- _PROBLEM TO WORK ON_: Could you extract every entry below and reproduce it exactly?

- _PROVIDED DATA_:
— BEGIN —

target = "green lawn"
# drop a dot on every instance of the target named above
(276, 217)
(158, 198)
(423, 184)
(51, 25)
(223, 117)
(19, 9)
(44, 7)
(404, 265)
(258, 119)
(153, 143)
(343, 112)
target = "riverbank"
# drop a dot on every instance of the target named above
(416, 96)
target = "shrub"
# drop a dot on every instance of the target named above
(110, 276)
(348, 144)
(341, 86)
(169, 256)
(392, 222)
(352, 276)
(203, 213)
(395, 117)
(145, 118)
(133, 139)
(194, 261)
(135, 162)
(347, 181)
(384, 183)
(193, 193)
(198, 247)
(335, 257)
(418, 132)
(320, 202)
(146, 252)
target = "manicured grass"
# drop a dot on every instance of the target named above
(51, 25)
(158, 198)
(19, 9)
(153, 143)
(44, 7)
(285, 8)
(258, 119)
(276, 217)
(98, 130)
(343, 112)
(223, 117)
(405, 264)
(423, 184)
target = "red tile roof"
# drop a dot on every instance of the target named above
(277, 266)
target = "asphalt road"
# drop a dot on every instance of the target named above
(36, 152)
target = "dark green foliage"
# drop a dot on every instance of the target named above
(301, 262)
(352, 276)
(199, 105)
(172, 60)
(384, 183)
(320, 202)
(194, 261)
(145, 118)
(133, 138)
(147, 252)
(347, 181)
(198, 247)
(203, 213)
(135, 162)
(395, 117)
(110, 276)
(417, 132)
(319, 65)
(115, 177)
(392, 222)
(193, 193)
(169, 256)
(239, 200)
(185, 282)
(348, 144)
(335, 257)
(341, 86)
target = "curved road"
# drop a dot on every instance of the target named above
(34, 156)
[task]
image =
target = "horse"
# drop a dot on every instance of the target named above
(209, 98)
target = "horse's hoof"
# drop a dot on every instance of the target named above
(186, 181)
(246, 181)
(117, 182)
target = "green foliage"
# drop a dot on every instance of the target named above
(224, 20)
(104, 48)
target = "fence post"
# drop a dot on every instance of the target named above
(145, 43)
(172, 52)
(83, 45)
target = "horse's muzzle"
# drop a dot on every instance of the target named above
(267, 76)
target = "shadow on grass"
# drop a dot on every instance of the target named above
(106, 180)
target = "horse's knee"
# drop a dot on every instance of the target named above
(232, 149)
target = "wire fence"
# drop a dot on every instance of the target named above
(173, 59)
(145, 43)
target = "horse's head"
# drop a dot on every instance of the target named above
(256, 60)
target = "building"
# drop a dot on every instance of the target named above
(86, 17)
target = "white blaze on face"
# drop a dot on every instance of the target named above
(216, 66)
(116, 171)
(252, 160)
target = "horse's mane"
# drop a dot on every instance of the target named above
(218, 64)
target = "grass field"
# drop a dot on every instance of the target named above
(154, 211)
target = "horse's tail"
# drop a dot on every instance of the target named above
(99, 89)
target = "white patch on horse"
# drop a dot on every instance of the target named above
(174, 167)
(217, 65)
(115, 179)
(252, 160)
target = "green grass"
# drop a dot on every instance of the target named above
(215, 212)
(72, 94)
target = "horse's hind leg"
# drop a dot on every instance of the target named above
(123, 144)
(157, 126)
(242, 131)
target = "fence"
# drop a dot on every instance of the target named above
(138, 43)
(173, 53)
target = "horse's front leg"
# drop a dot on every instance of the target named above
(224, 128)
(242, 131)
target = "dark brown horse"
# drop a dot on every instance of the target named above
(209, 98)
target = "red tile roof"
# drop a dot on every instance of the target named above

— END —

- _WRITTEN RESPONSE_:
target = "green lawn"
# drop a dot on every instance of the target named above
(276, 217)
(158, 198)
(423, 184)
(51, 25)
(223, 117)
(19, 9)
(44, 7)
(404, 265)
(258, 119)
(153, 143)
(343, 112)
target = "riverbank"
# drop a dot on every instance of the target named above
(416, 96)
target = "shrub"
# drop a dot on every instance of the target named above
(110, 276)
(348, 144)
(341, 86)
(169, 256)
(392, 222)
(352, 276)
(203, 213)
(395, 117)
(145, 118)
(133, 139)
(194, 261)
(135, 162)
(347, 181)
(384, 183)
(193, 193)
(198, 247)
(335, 257)
(418, 132)
(320, 202)
(146, 252)
target = "manicured grass"
# drop a dot on every instance of the target named above
(51, 25)
(158, 198)
(19, 9)
(153, 143)
(44, 7)
(285, 8)
(258, 119)
(276, 217)
(98, 130)
(343, 112)
(223, 117)
(405, 264)
(423, 184)
target = "red tile roof"
# drop a dot on every instance of the target named above
(277, 266)
target = "asphalt road"
# drop a dot on every instance of the target named above
(36, 152)
target = "dark green foliage"
# drop a dot on every instance of the target named above
(301, 262)
(352, 276)
(199, 105)
(172, 60)
(384, 183)
(320, 202)
(194, 261)
(145, 118)
(133, 138)
(147, 252)
(347, 181)
(198, 247)
(203, 213)
(135, 162)
(395, 117)
(110, 276)
(417, 132)
(319, 65)
(115, 177)
(392, 222)
(193, 193)
(169, 256)
(239, 200)
(185, 282)
(348, 144)
(335, 257)
(341, 86)
target = "curved road"
# drop a dot on every instance of the target named above
(34, 156)
[task]
image =
target = "horse"
# drop a dot on every instance of the target named above
(209, 98)
target = "horse's hoof"
# drop a dot on every instance of the target named above
(186, 181)
(246, 181)
(117, 182)
target = "green foliage"
# drop a dot on every instance of the target named above
(224, 20)
(104, 48)
target = "fence post"
# drop a dot on every instance of the target named above
(145, 43)
(172, 52)
(83, 45)
target = "horse's muzzle"
# drop a dot on every instance of the target named above
(267, 76)
target = "shadow on grass"
# drop a dot on every instance of the target named above
(106, 180)
target = "horse's knee"
# drop a dot on every instance of the target named above
(232, 149)
target = "wire fence"
# drop a dot on every instance of the target named above
(173, 59)
(145, 43)
target = "horse's head"
# drop a dot on every instance of the target named above
(256, 60)
target = "building"
# drop a dot on every instance of the target named above
(86, 17)
target = "white blaze on face"
# drop a dot on every instance of the target named above
(216, 66)
(116, 171)
(252, 160)
target = "horse's mane"
# drop a dot on every instance of the target named above
(218, 64)
target = "grass field"
# drop a dot on every instance of the target named above
(154, 211)
target = "horse's tail"
# drop a dot on every instance of the target named above
(99, 89)
target = "white patch on horse"
# drop a dot on every instance of the target named above
(174, 167)
(217, 65)
(115, 179)
(252, 160)
target = "green grass"
# drop a dot on every instance of the target named above
(215, 212)
(72, 94)
target = "horse's hind leg"
# drop a dot on every instance of the target named above
(123, 144)
(157, 126)
(242, 131)
target = "fence"
# drop a dot on every instance of the target named above
(138, 43)
(173, 53)
target = "horse's front leg"
# drop a dot on every instance of the target named above
(224, 128)
(242, 131)
target = "dark brown horse"
# drop a dot on every instance of the target named above
(209, 98)
target = "red tile roof"
# drop a dot on every instance of the target named above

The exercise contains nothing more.